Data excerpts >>
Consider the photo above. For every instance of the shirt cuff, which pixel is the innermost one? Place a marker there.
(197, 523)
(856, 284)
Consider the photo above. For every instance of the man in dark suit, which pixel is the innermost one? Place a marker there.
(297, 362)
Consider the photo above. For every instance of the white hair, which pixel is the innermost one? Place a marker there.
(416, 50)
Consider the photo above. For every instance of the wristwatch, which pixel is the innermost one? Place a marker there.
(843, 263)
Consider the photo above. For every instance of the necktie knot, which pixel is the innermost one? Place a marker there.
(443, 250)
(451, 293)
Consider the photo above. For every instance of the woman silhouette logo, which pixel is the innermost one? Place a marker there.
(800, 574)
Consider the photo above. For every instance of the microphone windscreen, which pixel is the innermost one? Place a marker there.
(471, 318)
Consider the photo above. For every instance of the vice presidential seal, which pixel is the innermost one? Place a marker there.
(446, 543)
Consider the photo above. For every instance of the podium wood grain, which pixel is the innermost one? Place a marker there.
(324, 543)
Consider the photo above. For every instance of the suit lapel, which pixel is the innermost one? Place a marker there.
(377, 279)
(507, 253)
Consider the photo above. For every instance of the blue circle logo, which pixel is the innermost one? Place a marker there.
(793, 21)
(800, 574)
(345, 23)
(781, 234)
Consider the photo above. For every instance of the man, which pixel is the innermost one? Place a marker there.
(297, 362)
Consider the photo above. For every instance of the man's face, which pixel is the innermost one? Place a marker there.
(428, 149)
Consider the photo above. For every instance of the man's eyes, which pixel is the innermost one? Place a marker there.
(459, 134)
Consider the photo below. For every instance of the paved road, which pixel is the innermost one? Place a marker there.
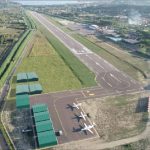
(6, 87)
(107, 75)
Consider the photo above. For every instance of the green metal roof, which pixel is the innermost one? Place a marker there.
(47, 138)
(32, 76)
(42, 116)
(39, 108)
(22, 89)
(35, 88)
(44, 126)
(22, 101)
(21, 77)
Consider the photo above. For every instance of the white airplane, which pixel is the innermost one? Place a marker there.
(76, 105)
(82, 116)
(88, 127)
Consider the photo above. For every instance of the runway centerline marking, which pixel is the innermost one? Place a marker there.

Problem requirements >> Please transcribe the entries precisely and omit any images they hold.

Response below >>
Consider the photo above. For every instance of the shirt cuff, which pixel is the innermost one? Place a marker there.
(197, 523)
(856, 284)
Consider the photo above. For every instance of the man in dark suit, which pixel is the innermost one? Place a marker there.
(297, 362)
Consider the photo above. For every instance of the white hair, which pixel is the innermost one? Place a marker there.
(416, 50)
Consider the photo above. For every instance of the wristwatch, which pixel is the innermost one? Place a marker there.
(843, 263)
Consider the photo above. For every instance of the necktie knot, which pixel is the innermost one? Place a marker there.
(443, 250)
(451, 293)
Consider the photo above. For every instance of the woman silhouette logo, which pixel is the innermost one? Place a marker there.
(800, 574)
Consider the photo above. For every instance of the microphone windscreen, which pixel is the innermost one? Place a marker there.
(471, 318)
Consider the photo above. For every instance of the vice presidential seal, which pixel is the innermost one? Place a marker there.
(446, 543)
Consider the photo above. For every instance of the podium wood grain, which pixel is the innermost one? Place a marker there.
(324, 543)
Consider the photo above. For every instance of the suit lapel, which pixel is the innermost one? Place a marker there.
(377, 279)
(507, 253)
Consider the photo above. For every instance of the blue circle logo, which pixel is the innermost one? Place a marker there.
(793, 21)
(800, 574)
(345, 23)
(781, 234)
Consider the photo above. For every instance of the man, which pixel is the innermost one? Place a marker there.
(297, 362)
Consider the photo above. For every instance of the man's face, which pixel is the innermost one? Place a marker there.
(428, 149)
Consider the photo above. For every instance of the man's eyes, which pixel is the innermost one? Place a marker there.
(459, 134)
Consider the photo below. For every instance of the paved road, which pixel is the innermost one? Place a marker there.
(6, 87)
(107, 75)
Consider the photo above. For every instance of the green metal roof, which pixel is the innermost one? Place a marker there.
(47, 138)
(32, 76)
(42, 116)
(39, 108)
(22, 89)
(35, 88)
(44, 126)
(22, 101)
(21, 77)
Consider the photo above. For every instance of the white airplane, which pixel is the innermost one? Place a marker there.
(76, 105)
(82, 116)
(88, 127)
Consider the photo above. For every instance of the runway centerline marking, which pixel is the innermost one? Place a marker there.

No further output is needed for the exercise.